* SHORT PROBLEM 1
According to the blog excerpt, what main activity for the first workshop were the team leaders supposed to organize?

So, there you have it. My top 8 reasons in favour of winter. I could go on and on. I could tell you about frost patterns. About the desire to cook curries and use a crock-pot. About how hugs and snuggling are suddenly so much more appealing and user friendly (I can get affection without getting someone else’s sweat patches transferred onto my clothing? Oh, glorious season!) But, its late, and its been dark for a good long while now, and my bed and innumerable doonas are waiting. So, enjoy your summer, Australia, its winter here, and I, for one, couldn’t be happier.


Filed under Ireland, Random

Apparently, I’m an Art Teacher now.

Yesterday was one of the best days I’ve had in Ireland. No, strike that, yesterday was one of the best days I’ve ever had.
As part of the ongoing Creative Connections course, we, the participants, have to pass on some of the skills that we’ve been learning to the general public. So, over 6 weeks (starting yesterday) we have to run 6 public workshops for 60 women and children, both from Ireland and from other countries. These women would be broken into 3 separate groups according to the age of their children, and each group would be facilitated by a group of Creative Connections ladies. So, yesterday (Saturday) was our first workshop.
We had been planning for the workshop for two weeks, but, of course, as these things go, and it being our first time ever running an official workshop, we were still woefully under-prepared and disorganised come yesterday morning. I had volunteered to be my group’s team leader, as I am missing a huge number of workshops that are coming up in the next few weeks, due to work responsibilities of both the au pair and theatre types.
As team leaders, on the Saturday, we were meant to organise the running of the main activity for the day (printmaking), give a demonstration, locate and organise materials, schedules, and be on top of what each other member of our group would be taking responsibility for in the running of the day. All preparation had to be done on the Thursday before our Saturday workshop. For a while, the Thursday session went quite well. It was interrupted briefly to allow everyone to have a chance to ooh and aah over the 2 week old son of one of our group members (it is a group of women, after all), but we were having a great, if somewhat sleep-deprived hysteria induced, time for the first 2 hours of Thursday. Unfortunately, due to a variety of confusions, not least of all, what exactly we were meant to be organising, we didn’t realise the majority of the things that we were expected to have organised by the end of the session on Thursday. This meant that at 9:15pm, with the session finishing at 9:30pm (and my last bus back to Kinsale leaving at 10pm, with a 10 minute drive from the Mayfield Arts Centre to the bus station), the three team leaders were running around anxiously, not quite sure what to do or who to talk to, or where things should go.
Oh, ok.
I was running around like a headless chicken, picking up materials, putting them down, demanding people help me, telling them that I knew what was going on and they didn’t (when I really didn’t have a clue), and generally panicking about how I was possibly going to get this all under control as well as get the 10pm bus, so that I didn’t have to cop a 40 Euro taxi charge to ensure I got home in time to sleep and get up to start work at 7am the next morning.

* SHORT PROBLEM 2
Give the lines of the listing, from the line containing "shirt with a point." through the end of the listing, as a JSON list of strings with one string per line and no blank lines.

* DATA TO USE

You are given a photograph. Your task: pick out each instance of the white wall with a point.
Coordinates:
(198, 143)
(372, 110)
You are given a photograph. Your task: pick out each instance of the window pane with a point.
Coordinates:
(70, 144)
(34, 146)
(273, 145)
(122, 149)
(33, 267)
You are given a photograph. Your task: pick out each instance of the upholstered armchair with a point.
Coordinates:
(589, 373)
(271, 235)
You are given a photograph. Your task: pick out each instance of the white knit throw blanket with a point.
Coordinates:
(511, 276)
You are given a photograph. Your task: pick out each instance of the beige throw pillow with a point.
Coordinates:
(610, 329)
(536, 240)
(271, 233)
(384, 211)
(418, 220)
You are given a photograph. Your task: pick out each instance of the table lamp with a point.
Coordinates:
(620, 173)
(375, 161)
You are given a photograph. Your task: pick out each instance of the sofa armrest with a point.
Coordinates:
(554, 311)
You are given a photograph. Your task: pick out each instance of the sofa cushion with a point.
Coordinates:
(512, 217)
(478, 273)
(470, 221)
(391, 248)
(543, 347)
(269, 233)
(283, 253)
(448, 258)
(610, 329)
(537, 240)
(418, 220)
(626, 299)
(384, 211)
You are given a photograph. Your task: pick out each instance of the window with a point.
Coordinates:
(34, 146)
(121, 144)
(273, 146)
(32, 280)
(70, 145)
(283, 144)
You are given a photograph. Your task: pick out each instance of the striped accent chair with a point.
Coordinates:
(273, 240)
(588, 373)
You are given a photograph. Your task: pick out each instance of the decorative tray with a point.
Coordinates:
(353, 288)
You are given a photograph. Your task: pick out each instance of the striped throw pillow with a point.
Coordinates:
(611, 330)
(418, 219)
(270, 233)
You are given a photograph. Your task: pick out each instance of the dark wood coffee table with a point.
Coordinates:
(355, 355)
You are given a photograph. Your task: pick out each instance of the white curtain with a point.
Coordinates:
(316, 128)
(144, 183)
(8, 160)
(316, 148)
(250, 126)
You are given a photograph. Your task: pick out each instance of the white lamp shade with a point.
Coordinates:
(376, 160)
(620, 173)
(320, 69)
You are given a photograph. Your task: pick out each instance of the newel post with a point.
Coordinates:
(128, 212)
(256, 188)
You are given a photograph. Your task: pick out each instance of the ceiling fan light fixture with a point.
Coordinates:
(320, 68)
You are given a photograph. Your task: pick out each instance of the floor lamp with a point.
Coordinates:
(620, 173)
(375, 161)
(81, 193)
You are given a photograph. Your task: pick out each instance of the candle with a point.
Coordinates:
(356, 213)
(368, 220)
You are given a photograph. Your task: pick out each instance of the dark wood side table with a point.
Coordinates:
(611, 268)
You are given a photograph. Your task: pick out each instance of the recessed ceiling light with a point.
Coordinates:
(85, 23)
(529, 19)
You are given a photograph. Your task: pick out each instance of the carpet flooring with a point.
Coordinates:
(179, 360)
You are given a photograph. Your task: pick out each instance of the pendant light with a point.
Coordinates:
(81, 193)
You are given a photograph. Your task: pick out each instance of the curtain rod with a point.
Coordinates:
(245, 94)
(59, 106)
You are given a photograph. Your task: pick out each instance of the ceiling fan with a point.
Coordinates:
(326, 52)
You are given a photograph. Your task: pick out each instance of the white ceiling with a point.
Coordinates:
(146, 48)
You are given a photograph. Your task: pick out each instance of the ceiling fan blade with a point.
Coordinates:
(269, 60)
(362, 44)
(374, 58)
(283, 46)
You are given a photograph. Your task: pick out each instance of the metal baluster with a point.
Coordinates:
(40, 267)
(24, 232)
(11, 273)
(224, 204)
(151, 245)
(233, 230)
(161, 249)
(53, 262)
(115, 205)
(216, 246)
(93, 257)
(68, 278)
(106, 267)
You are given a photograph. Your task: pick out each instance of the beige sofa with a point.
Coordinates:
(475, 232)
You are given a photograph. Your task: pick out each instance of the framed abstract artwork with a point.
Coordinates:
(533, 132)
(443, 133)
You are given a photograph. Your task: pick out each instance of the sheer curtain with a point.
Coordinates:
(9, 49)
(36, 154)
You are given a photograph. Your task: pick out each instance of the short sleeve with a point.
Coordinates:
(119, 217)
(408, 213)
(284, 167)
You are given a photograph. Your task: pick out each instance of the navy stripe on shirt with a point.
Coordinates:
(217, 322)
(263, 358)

* FINAL RESULT 1
Printmaking.

* FINAL RESULT 2
[
  "You are given a photograph. Your task: pick out each instance of the navy stripe on shirt with a point.",
  "Coordinates:",
  "(217, 322)",
  "(263, 358)"
]